**Excerpt provided:**
I must have bought it years ago, this 1960s 14″ tenon saw. Probably a find in a car boot sale or something. Anyway, I pulled from my shelf of abused subjects and thought unkind thoughts about the brute that just wore it down to this condition. My first thought was did they cut concrete blocks with it, something like that, but there was no evidence of that. The teeth were the worn parts, not the sides of the plate.

This first picture leads me to think that there should be an abused saws support society but of course saws don’t have feelings and can’t feel pain. Truth is more that I feel the pain of such insensitivity. I wonder how a man can reach an age of adulthood and take a saw to this level of harm without questioning himself. What would you say if the bruiser who owned this saw asked if he could borrow yours? I imagine his conversations with the saw. “Why won’t this thing cut?”

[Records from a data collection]

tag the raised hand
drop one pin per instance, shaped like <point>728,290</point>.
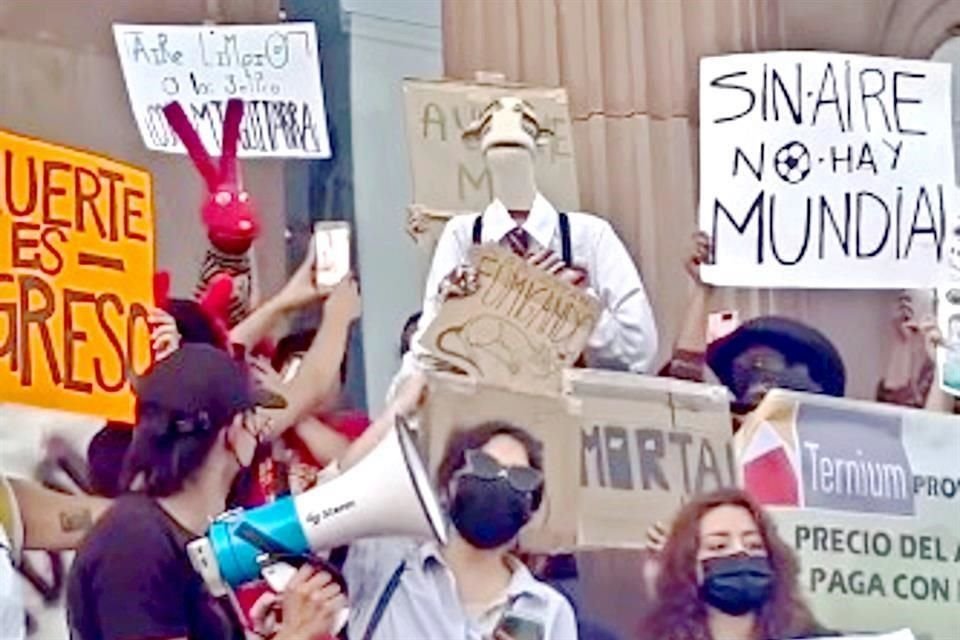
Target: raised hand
<point>164,335</point>
<point>345,302</point>
<point>302,288</point>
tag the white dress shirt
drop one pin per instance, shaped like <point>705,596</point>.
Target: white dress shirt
<point>625,338</point>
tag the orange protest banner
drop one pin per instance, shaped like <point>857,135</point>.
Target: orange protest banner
<point>76,277</point>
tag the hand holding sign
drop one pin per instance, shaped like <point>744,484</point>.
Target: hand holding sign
<point>701,254</point>
<point>460,283</point>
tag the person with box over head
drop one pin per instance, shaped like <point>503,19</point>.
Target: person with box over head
<point>490,481</point>
<point>579,248</point>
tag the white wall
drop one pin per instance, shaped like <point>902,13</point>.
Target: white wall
<point>390,40</point>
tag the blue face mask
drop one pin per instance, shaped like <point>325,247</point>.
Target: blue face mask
<point>737,584</point>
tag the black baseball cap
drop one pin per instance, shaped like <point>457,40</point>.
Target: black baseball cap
<point>199,378</point>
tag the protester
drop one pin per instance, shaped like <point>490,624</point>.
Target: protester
<point>491,481</point>
<point>762,354</point>
<point>34,517</point>
<point>295,460</point>
<point>197,430</point>
<point>727,575</point>
<point>579,248</point>
<point>409,330</point>
<point>910,370</point>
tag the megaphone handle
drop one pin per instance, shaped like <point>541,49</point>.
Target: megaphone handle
<point>298,560</point>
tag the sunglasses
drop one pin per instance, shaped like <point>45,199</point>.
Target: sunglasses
<point>253,425</point>
<point>484,466</point>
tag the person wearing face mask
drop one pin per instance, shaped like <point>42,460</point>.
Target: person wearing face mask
<point>727,575</point>
<point>762,354</point>
<point>197,429</point>
<point>491,482</point>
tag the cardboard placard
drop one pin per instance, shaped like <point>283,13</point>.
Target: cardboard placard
<point>273,68</point>
<point>519,330</point>
<point>76,277</point>
<point>825,170</point>
<point>450,176</point>
<point>903,634</point>
<point>621,451</point>
<point>868,495</point>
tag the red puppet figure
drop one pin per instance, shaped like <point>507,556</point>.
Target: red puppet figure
<point>227,211</point>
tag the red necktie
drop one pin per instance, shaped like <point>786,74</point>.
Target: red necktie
<point>518,241</point>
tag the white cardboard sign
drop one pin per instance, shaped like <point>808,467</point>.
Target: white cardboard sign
<point>274,68</point>
<point>825,170</point>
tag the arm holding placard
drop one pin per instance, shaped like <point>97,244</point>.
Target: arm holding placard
<point>910,370</point>
<point>688,361</point>
<point>626,334</point>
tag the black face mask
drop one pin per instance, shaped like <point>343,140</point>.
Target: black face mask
<point>244,482</point>
<point>737,584</point>
<point>488,513</point>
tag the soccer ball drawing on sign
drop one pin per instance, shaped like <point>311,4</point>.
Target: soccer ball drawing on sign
<point>792,162</point>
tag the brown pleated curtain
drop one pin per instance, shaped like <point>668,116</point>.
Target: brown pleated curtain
<point>630,67</point>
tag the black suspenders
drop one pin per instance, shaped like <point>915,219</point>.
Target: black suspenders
<point>566,247</point>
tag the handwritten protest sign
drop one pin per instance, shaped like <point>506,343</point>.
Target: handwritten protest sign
<point>76,273</point>
<point>519,330</point>
<point>825,170</point>
<point>274,68</point>
<point>868,495</point>
<point>621,451</point>
<point>450,176</point>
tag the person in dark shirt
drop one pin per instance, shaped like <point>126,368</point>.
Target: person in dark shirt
<point>197,428</point>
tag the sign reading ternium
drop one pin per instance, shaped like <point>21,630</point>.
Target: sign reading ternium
<point>825,170</point>
<point>519,330</point>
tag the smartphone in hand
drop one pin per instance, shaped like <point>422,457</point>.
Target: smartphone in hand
<point>517,627</point>
<point>332,243</point>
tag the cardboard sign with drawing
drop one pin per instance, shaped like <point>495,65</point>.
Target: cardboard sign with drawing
<point>621,451</point>
<point>519,330</point>
<point>825,170</point>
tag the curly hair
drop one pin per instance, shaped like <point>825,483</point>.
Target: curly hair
<point>680,614</point>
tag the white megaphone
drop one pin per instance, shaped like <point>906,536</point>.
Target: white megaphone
<point>387,493</point>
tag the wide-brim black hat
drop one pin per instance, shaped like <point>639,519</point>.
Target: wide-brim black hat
<point>795,340</point>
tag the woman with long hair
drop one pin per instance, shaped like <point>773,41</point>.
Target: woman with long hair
<point>198,426</point>
<point>725,574</point>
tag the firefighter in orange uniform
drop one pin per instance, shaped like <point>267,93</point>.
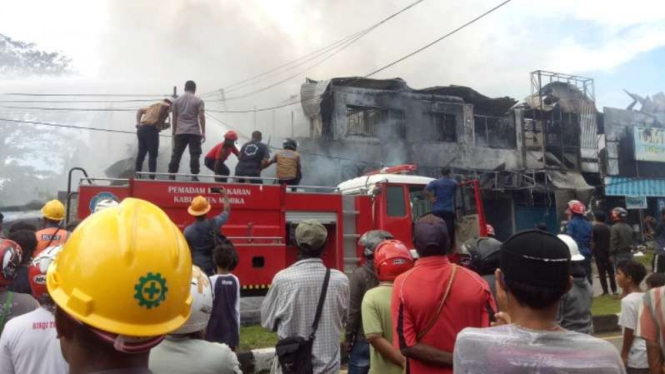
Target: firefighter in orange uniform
<point>52,234</point>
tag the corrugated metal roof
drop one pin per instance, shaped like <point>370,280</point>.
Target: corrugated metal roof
<point>623,186</point>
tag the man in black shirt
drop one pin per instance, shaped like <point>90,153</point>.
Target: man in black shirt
<point>254,157</point>
<point>600,245</point>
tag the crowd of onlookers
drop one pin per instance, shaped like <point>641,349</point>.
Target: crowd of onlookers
<point>127,292</point>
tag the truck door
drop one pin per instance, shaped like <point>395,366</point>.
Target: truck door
<point>394,214</point>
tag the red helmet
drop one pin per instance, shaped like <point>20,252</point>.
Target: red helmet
<point>391,259</point>
<point>576,207</point>
<point>10,255</point>
<point>619,214</point>
<point>37,271</point>
<point>231,135</point>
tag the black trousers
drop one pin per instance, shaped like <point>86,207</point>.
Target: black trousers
<point>148,145</point>
<point>606,270</point>
<point>449,217</point>
<point>180,142</point>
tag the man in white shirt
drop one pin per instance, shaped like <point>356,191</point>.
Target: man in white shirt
<point>29,343</point>
<point>634,351</point>
<point>185,350</point>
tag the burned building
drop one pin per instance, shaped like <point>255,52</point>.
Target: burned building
<point>530,158</point>
<point>634,157</point>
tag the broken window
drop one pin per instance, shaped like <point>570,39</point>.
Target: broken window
<point>494,132</point>
<point>445,125</point>
<point>367,121</point>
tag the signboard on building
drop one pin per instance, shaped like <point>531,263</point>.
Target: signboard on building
<point>649,144</point>
<point>636,202</point>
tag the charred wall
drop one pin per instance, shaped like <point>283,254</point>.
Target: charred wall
<point>620,144</point>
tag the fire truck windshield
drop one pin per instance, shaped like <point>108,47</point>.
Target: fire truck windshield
<point>419,203</point>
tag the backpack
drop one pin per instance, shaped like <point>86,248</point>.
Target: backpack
<point>152,117</point>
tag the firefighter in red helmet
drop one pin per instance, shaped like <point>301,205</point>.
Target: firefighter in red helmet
<point>215,160</point>
<point>391,259</point>
<point>580,229</point>
<point>15,304</point>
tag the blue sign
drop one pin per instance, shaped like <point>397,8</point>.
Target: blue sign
<point>649,144</point>
<point>99,197</point>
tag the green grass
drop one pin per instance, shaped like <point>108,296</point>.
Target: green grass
<point>646,259</point>
<point>255,336</point>
<point>604,305</point>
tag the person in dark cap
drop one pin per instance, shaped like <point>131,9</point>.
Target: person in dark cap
<point>534,275</point>
<point>428,300</point>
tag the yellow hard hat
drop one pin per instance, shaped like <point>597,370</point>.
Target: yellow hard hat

**Task to complete:** Please rewrite the paragraph beginning "I must have bought it years ago" from the text on the worn tenon saw as a short bulleted list that keeps its main facts.

**Output of the exercise:**
- The saw is a 1960s 14″ tenon saw, bought years ago, probably at a car boot sale.
- I took it from my shelf of abused items and thought unkindly of whoever wore it down.
- I first suspected it had been used on concrete blocks, but found no evidence of that.
- The teeth were worn, not the sides of the plate.